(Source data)

● ● ● ● ●

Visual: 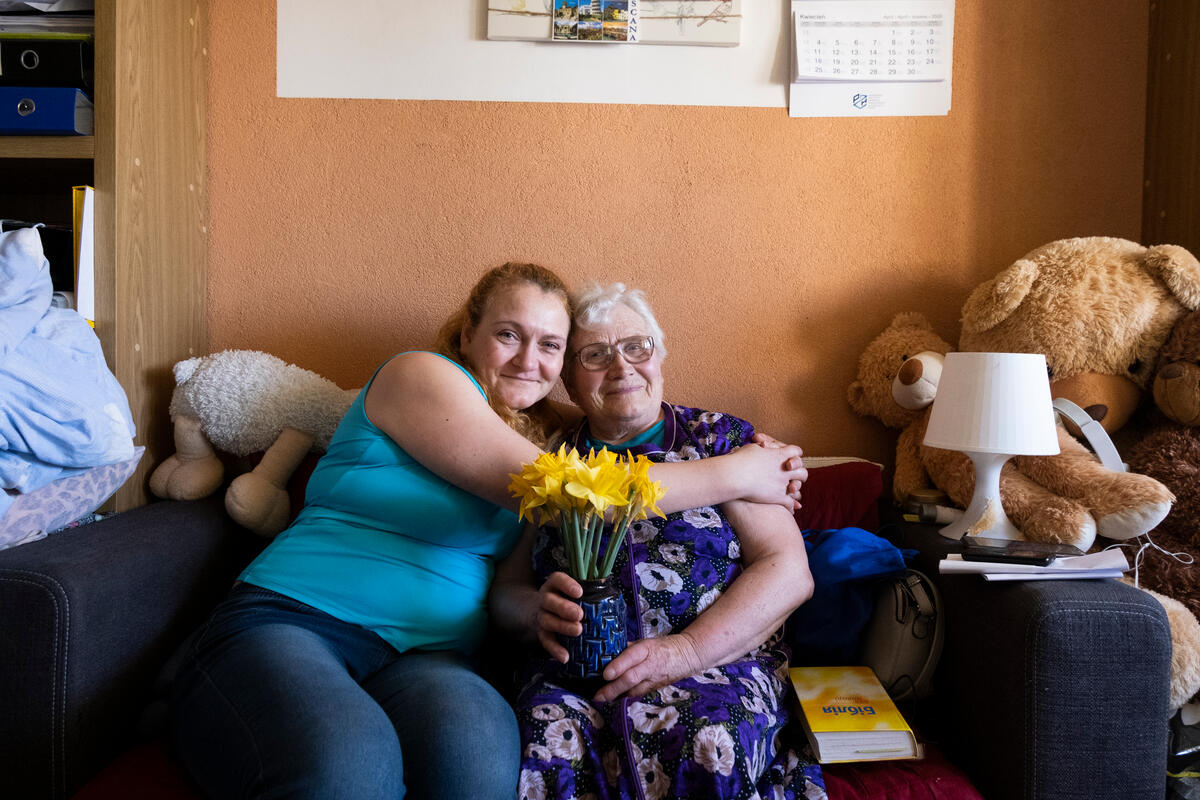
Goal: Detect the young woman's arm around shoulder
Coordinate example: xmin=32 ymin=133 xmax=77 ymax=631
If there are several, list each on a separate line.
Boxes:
xmin=364 ymin=351 xmax=541 ymax=513
xmin=367 ymin=354 xmax=805 ymax=514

● ● ● ● ●

Work instructions.
All of the entries above should be copied exactly, except for the pictures.

Answer to this problem.
Visual: 
Goal: Detect the young woman's arm around shoulder
Coordinate example: xmin=32 ymin=133 xmax=77 ymax=631
If there are several, list each on a separate line.
Boxes:
xmin=364 ymin=351 xmax=541 ymax=513
xmin=367 ymin=354 xmax=805 ymax=514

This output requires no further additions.